__Work instructions__
Please print the entries below exactly, from the line with "Return the polygon of every instance of the black hose" through the line with "Return the polygon of every instance of the blue crane", including both of those lines and leaving out all others.

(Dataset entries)
------------------------------------------------------------
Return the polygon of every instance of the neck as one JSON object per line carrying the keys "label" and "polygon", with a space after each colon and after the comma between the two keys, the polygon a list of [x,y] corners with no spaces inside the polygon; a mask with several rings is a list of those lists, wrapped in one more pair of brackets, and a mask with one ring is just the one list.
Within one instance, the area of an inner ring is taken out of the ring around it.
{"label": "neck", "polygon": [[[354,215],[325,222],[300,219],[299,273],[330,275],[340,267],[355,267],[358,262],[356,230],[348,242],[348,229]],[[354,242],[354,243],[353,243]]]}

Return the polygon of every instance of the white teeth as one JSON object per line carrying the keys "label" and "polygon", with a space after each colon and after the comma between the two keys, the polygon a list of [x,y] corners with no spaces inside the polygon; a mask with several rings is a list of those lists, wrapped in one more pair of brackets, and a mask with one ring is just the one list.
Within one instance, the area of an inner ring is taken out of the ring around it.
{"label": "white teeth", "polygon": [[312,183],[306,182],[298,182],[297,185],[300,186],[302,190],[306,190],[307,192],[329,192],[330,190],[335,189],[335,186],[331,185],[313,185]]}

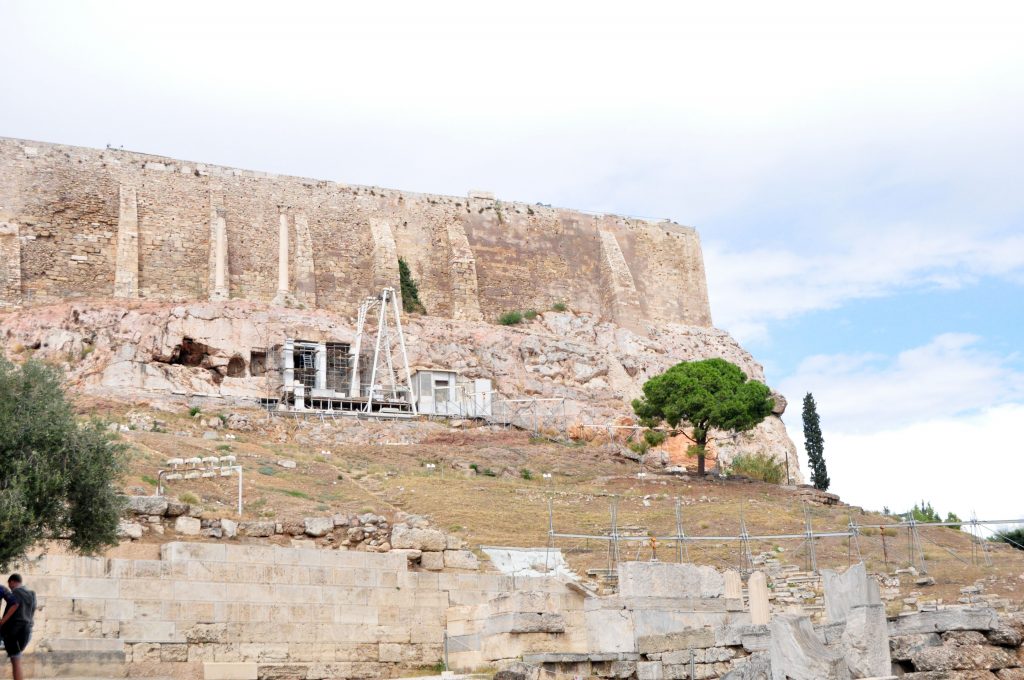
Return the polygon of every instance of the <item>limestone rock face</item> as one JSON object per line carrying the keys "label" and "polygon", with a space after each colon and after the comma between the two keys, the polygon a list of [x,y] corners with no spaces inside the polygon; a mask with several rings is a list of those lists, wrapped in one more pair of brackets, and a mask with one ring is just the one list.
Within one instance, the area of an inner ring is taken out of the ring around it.
{"label": "limestone rock face", "polygon": [[[721,357],[764,380],[753,357],[715,328],[663,324],[641,335],[570,312],[544,312],[514,327],[413,316],[404,327],[412,365],[488,378],[510,398],[564,398],[566,415],[584,424],[631,419],[630,401],[642,394],[644,382],[680,361]],[[65,363],[69,384],[90,394],[152,399],[177,393],[242,403],[266,396],[260,362],[268,360],[268,345],[287,337],[351,343],[355,324],[326,310],[240,300],[65,302],[0,315],[0,333],[8,348],[38,346],[36,356]],[[777,411],[782,401],[777,398]],[[244,429],[245,423],[229,418],[228,427]],[[792,480],[802,481],[777,415],[717,444],[724,462],[759,451],[788,459]]]}

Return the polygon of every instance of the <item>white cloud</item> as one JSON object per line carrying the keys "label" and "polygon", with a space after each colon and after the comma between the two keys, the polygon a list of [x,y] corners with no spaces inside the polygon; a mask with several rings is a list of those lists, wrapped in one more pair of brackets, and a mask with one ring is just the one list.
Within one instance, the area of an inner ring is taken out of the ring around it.
{"label": "white cloud", "polygon": [[[1024,404],[1004,404],[860,434],[826,429],[830,490],[872,510],[902,512],[925,500],[961,518],[972,512],[978,519],[1024,518],[1021,423]],[[798,422],[789,431],[802,441]]]}
{"label": "white cloud", "polygon": [[767,324],[845,302],[922,288],[960,288],[984,276],[1024,276],[1024,235],[894,228],[840,240],[831,251],[731,250],[705,245],[716,325],[741,341]]}
{"label": "white cloud", "polygon": [[894,357],[819,355],[782,382],[787,429],[802,451],[800,401],[813,392],[833,490],[871,509],[922,499],[961,517],[1024,516],[1014,471],[1024,451],[1018,357],[947,333]]}
{"label": "white cloud", "polygon": [[1024,402],[1024,372],[1015,368],[1016,357],[984,351],[979,340],[946,333],[891,358],[815,355],[780,389],[793,401],[814,393],[822,427],[850,435]]}

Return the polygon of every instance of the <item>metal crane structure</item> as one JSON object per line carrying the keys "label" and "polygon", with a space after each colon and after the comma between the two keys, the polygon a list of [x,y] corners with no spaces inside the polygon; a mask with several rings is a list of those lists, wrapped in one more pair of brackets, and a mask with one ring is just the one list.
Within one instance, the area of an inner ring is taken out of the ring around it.
{"label": "metal crane structure", "polygon": [[[409,355],[405,350],[405,335],[402,333],[401,308],[394,288],[384,288],[379,295],[368,297],[359,305],[359,316],[356,321],[356,344],[352,352],[352,382],[349,386],[349,397],[362,396],[359,360],[363,339],[368,335],[367,319],[371,313],[377,317],[377,332],[374,337],[370,384],[367,388],[366,404],[363,411],[372,413],[375,400],[380,403],[407,401],[415,416],[417,413],[416,399],[412,392],[412,371],[409,369]],[[389,317],[391,317],[390,320]],[[392,333],[392,323],[394,324],[394,333]],[[400,382],[402,376],[396,374],[392,360],[396,342],[402,357],[401,368],[404,373],[404,384]]]}

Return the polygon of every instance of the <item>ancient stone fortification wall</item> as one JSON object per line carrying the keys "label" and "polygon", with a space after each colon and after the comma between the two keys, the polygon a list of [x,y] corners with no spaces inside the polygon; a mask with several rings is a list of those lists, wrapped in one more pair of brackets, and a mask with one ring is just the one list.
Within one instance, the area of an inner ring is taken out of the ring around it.
{"label": "ancient stone fortification wall", "polygon": [[697,233],[671,222],[3,138],[0,252],[5,305],[231,297],[353,314],[397,286],[402,257],[438,316],[565,302],[637,330],[711,325]]}
{"label": "ancient stone fortification wall", "polygon": [[[398,552],[267,545],[167,543],[160,559],[49,555],[19,568],[41,605],[32,677],[202,678],[204,664],[401,675],[441,660],[449,606],[512,590],[499,574],[414,572]],[[516,587],[564,592],[543,579]]]}

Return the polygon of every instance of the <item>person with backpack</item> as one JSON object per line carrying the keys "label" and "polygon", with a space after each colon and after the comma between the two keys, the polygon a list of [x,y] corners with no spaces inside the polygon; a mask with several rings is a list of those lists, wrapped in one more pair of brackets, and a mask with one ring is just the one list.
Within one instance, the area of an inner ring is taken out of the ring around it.
{"label": "person with backpack", "polygon": [[20,574],[11,574],[7,579],[10,590],[0,586],[0,598],[4,601],[4,613],[0,617],[0,638],[11,660],[14,680],[24,680],[21,668],[21,653],[32,638],[32,620],[36,614],[36,594],[26,588]]}

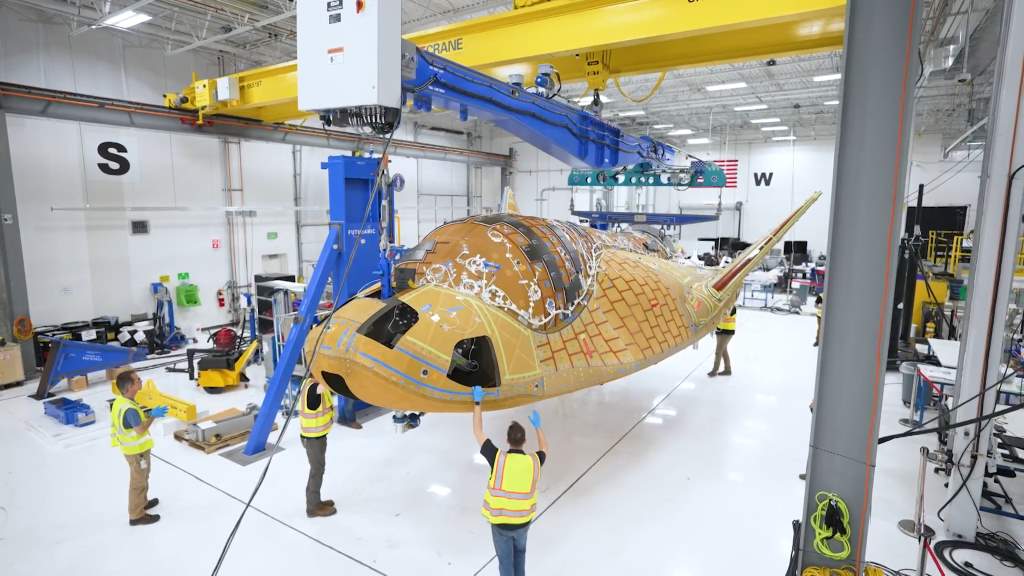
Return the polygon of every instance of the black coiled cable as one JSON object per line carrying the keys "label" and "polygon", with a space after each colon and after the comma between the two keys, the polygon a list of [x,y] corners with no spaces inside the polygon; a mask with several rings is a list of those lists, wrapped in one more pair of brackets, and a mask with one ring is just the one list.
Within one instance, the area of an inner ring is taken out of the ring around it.
{"label": "black coiled cable", "polygon": [[1000,571],[999,574],[985,572],[968,560],[958,560],[957,558],[954,558],[954,554],[965,550],[988,554],[998,560],[1003,566],[1016,568],[1021,574],[1024,574],[1024,558],[1021,558],[1019,552],[1014,551],[1009,546],[992,546],[981,542],[943,540],[942,542],[936,543],[933,546],[933,550],[935,551],[935,555],[938,556],[939,561],[949,568],[950,572],[957,576],[1001,576],[1007,574],[1004,571]]}

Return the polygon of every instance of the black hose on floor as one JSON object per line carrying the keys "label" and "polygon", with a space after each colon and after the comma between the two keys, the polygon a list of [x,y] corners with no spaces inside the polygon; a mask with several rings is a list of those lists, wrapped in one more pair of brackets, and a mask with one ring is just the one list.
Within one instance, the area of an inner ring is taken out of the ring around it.
{"label": "black hose on floor", "polygon": [[998,560],[1003,566],[1006,566],[1007,568],[1016,568],[1021,574],[1024,574],[1024,558],[1021,558],[1020,554],[1008,547],[989,546],[987,544],[961,542],[959,540],[943,540],[942,542],[936,543],[932,549],[935,551],[935,555],[938,556],[939,561],[949,568],[950,572],[957,576],[1009,575],[1005,570],[1000,570],[999,574],[985,572],[984,570],[976,567],[969,560],[958,560],[957,558],[954,558],[955,553],[964,550],[988,554]]}

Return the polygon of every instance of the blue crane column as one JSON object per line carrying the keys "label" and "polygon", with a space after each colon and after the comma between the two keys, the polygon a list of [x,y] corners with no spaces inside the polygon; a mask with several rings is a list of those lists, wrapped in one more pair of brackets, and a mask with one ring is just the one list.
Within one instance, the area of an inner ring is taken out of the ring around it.
{"label": "blue crane column", "polygon": [[[381,187],[373,195],[374,180],[380,170],[380,158],[331,156],[320,167],[327,170],[330,225],[327,239],[317,259],[313,275],[306,286],[296,325],[288,334],[284,351],[263,398],[252,434],[245,445],[245,454],[255,456],[267,447],[267,438],[274,418],[281,407],[288,382],[302,353],[320,302],[330,279],[334,307],[373,282],[387,277],[388,264],[380,250],[381,199],[388,196],[391,210],[392,191]],[[369,212],[367,213],[367,206]],[[392,213],[388,213],[388,233],[392,234]],[[352,259],[351,265],[348,264]],[[349,266],[348,276],[345,268]]]}

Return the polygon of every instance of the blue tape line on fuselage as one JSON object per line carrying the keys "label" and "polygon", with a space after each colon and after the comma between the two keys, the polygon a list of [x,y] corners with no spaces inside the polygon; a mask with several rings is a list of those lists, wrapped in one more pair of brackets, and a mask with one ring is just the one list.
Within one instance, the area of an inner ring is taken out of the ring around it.
{"label": "blue tape line on fuselage", "polygon": [[374,356],[370,356],[366,352],[359,352],[359,355],[362,356],[363,358],[366,358],[367,360],[371,360],[373,362],[376,362],[382,368],[385,368],[386,370],[388,370],[390,372],[394,372],[395,374],[401,376],[402,378],[405,378],[406,380],[408,380],[409,382],[412,382],[413,384],[416,384],[417,386],[422,386],[423,388],[429,388],[431,390],[435,390],[437,392],[441,392],[441,393],[444,393],[444,394],[451,394],[453,396],[471,396],[473,394],[472,390],[467,390],[466,392],[457,392],[455,390],[447,390],[445,388],[438,388],[437,386],[431,386],[430,384],[427,384],[426,382],[421,382],[421,381],[413,378],[412,376],[409,376],[408,374],[402,372],[401,370],[398,370],[397,368],[395,368],[394,366],[389,365],[388,363],[384,362],[380,358],[376,358]]}
{"label": "blue tape line on fuselage", "polygon": [[335,346],[335,348],[341,348],[341,345],[345,342],[345,338],[348,337],[348,331],[351,329],[352,327],[350,326],[348,328],[345,328],[344,331],[342,331],[341,336],[338,336],[338,344],[337,346]]}
{"label": "blue tape line on fuselage", "polygon": [[444,368],[441,368],[440,366],[438,366],[437,364],[434,364],[433,362],[427,360],[426,358],[420,358],[419,356],[413,354],[412,352],[409,352],[405,348],[399,348],[399,347],[396,346],[395,350],[398,350],[402,354],[405,354],[406,356],[408,356],[409,358],[412,358],[413,360],[416,360],[417,362],[422,362],[422,363],[426,364],[427,366],[430,366],[431,368],[433,368],[434,370],[437,370],[441,374],[447,374],[448,373],[448,371],[445,370]]}
{"label": "blue tape line on fuselage", "polygon": [[[359,355],[362,356],[363,358],[366,358],[367,360],[372,360],[373,362],[376,362],[377,364],[380,364],[381,368],[385,368],[385,369],[387,369],[387,370],[389,370],[391,372],[394,372],[395,374],[398,374],[402,378],[405,378],[406,380],[408,380],[409,382],[412,382],[413,384],[416,384],[417,386],[422,386],[423,388],[429,388],[431,390],[435,390],[435,391],[441,392],[443,394],[451,394],[451,395],[454,395],[454,396],[472,396],[473,395],[473,391],[472,390],[467,390],[466,392],[458,392],[456,390],[448,390],[446,388],[438,388],[437,386],[431,386],[430,384],[427,384],[426,382],[420,382],[419,380],[413,378],[412,376],[409,376],[408,374],[402,372],[401,370],[396,369],[395,367],[389,365],[388,363],[384,362],[380,358],[376,358],[374,356],[370,356],[366,352],[359,352]],[[497,398],[499,396],[499,393],[498,393],[497,390],[495,390],[494,392],[485,391],[484,392],[484,396],[493,396],[493,397]]]}

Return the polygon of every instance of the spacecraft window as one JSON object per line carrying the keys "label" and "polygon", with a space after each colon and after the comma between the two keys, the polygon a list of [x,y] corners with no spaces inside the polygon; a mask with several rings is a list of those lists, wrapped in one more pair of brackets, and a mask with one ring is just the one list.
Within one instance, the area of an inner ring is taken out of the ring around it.
{"label": "spacecraft window", "polygon": [[388,348],[394,348],[398,340],[405,335],[420,315],[405,302],[397,298],[386,301],[386,305],[359,327],[358,332]]}
{"label": "spacecraft window", "polygon": [[500,382],[498,358],[487,336],[466,338],[455,343],[448,378],[463,386],[497,388]]}

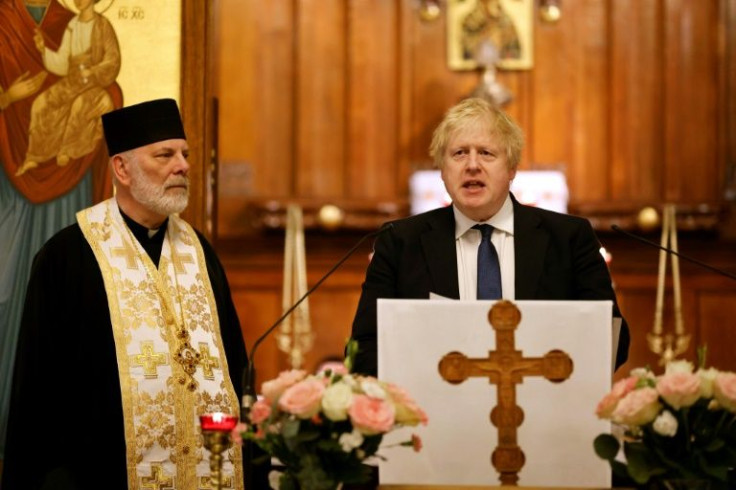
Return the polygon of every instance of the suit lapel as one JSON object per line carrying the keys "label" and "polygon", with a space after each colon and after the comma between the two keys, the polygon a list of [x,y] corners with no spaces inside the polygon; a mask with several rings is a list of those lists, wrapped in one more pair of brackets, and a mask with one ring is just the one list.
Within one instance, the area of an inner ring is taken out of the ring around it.
{"label": "suit lapel", "polygon": [[514,199],[516,299],[535,299],[549,241],[540,223],[541,219],[536,213]]}
{"label": "suit lapel", "polygon": [[422,251],[432,279],[432,291],[447,298],[459,299],[455,217],[452,206],[434,213],[421,236]]}

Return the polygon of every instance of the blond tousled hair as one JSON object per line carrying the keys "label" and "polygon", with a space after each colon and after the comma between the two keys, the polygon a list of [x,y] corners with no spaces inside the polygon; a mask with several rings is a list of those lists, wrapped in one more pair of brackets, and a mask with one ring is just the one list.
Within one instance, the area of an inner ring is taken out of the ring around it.
{"label": "blond tousled hair", "polygon": [[481,98],[465,99],[451,107],[437,126],[429,145],[429,156],[437,168],[444,164],[445,151],[450,138],[459,130],[472,125],[485,125],[489,132],[501,139],[506,149],[509,169],[515,170],[521,161],[524,134],[511,117],[498,107]]}

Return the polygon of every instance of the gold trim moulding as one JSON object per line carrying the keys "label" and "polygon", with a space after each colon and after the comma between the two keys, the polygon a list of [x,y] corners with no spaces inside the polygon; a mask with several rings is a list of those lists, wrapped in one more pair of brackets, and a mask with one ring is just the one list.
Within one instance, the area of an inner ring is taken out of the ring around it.
{"label": "gold trim moulding", "polygon": [[248,222],[254,229],[286,229],[289,205],[301,206],[305,230],[365,230],[409,215],[406,200],[348,201],[325,199],[269,199],[251,201],[246,207]]}
{"label": "gold trim moulding", "polygon": [[[629,231],[650,231],[661,228],[664,203],[582,204],[570,203],[568,212],[590,220],[598,231],[611,231],[616,225]],[[656,210],[659,217],[651,220],[646,211]],[[725,223],[728,207],[718,203],[677,204],[677,229],[681,231],[716,231]],[[649,219],[644,219],[649,218]]]}

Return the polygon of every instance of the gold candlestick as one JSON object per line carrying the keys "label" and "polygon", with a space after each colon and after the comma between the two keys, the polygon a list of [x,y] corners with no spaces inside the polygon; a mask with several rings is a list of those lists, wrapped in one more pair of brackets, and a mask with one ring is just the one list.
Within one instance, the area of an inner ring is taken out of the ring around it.
{"label": "gold candlestick", "polygon": [[210,452],[210,480],[214,488],[222,490],[223,453],[230,447],[230,432],[238,418],[222,412],[206,413],[199,416],[199,423],[204,447]]}
{"label": "gold candlestick", "polygon": [[[662,220],[661,246],[678,252],[677,222],[675,220],[675,206],[667,204],[664,207]],[[657,277],[657,301],[654,310],[654,326],[647,335],[649,349],[660,356],[659,363],[666,365],[680,354],[687,351],[690,345],[690,335],[685,333],[682,320],[682,295],[680,290],[680,261],[675,254],[671,254],[672,262],[672,289],[674,295],[675,328],[674,334],[663,334],[662,317],[664,310],[665,275],[667,274],[667,254],[659,252],[659,274]]]}

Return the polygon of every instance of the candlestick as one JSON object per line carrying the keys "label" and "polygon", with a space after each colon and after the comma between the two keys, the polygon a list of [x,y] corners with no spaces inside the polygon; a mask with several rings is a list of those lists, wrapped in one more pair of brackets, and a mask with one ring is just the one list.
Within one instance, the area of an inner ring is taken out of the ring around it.
{"label": "candlestick", "polygon": [[222,489],[222,453],[230,447],[230,432],[237,423],[237,417],[223,412],[199,416],[204,447],[210,451],[210,479],[217,490]]}
{"label": "candlestick", "polygon": [[674,253],[670,254],[672,261],[672,289],[675,311],[674,334],[662,334],[662,316],[664,309],[664,287],[667,274],[667,252],[659,252],[659,274],[657,276],[657,300],[654,311],[654,326],[652,332],[647,335],[649,348],[655,354],[660,355],[660,364],[667,364],[678,355],[687,351],[690,336],[685,333],[682,319],[682,294],[680,288],[680,262],[677,246],[677,221],[675,218],[675,206],[667,204],[663,210],[661,247],[669,246]]}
------------------------------------------------------------
__Solution below__
Return the polygon of every instance of the black hose on floor as one JSON object per line carrying the keys "label" and "polygon", with a space after each colon and after the comma between the two keys, the polygon a list of [x,y] corners with no spaces inside the polygon; a mask with several rings is a list of those lists, wrapped in one more pair of brackets, and a mask with one ring is just the one list.
Within one instance, the area of an inner ring is taken out of the ring around it.
{"label": "black hose on floor", "polygon": [[998,560],[1003,566],[1006,566],[1007,568],[1016,568],[1021,574],[1024,574],[1024,558],[1021,558],[1020,554],[1008,547],[989,546],[987,544],[961,542],[959,540],[943,540],[942,542],[936,543],[932,549],[935,551],[935,555],[938,556],[939,561],[949,568],[950,572],[957,576],[1009,575],[1005,570],[1000,570],[999,574],[985,572],[984,570],[976,567],[969,560],[958,560],[957,558],[954,558],[955,553],[964,550],[988,554]]}

Return the polygon of every instance of the blue crane column as one JSON object per line carrying the keys "label" and "polygon", with a space after each colon and after the comma between the two keys, the polygon a list of [x,y] corners with no spaces inside the polygon; a mask with several rings is a list of those lists, wrapped in one more pair of brackets, and a mask with one ring is just the one list.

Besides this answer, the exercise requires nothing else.